#### Your goal
Please restate every line of the records below, requests included, with each point coordinate in the answers scaled by 2.3 and rounded to a whole number, halves going up. Omit the pictures from your version.

(Stored dataset items)
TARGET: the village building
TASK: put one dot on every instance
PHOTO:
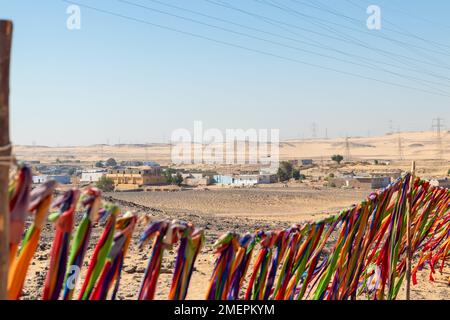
(131, 178)
(61, 179)
(197, 179)
(444, 183)
(91, 176)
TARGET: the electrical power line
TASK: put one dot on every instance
(226, 43)
(391, 55)
(325, 24)
(313, 43)
(367, 65)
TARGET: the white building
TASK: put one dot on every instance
(246, 180)
(90, 176)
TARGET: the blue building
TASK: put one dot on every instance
(61, 179)
(223, 179)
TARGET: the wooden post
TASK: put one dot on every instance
(5, 151)
(408, 233)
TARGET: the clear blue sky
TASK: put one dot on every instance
(118, 78)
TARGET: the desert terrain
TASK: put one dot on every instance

#### In response
TARGET: the village building
TASK: put one dot on every instance
PHOTO:
(301, 409)
(140, 412)
(453, 412)
(1021, 421)
(209, 405)
TARGET: the electrical power line
TASK: put one dot on every instance
(520, 99)
(899, 127)
(748, 55)
(720, 99)
(844, 150)
TARGET: the white building
TASK: put one dot on every instance
(566, 414)
(207, 405)
TARGET: the blue building
TASK: put one dot on every instance
(140, 412)
(513, 412)
TARGET: the wooden post
TASK: put one dot on every instance
(12, 347)
(938, 536)
TARGET: the clear blue sky
TASK: put one dot on every instance
(271, 179)
TARGET: the desert terrain
TASK: put one dot on every instance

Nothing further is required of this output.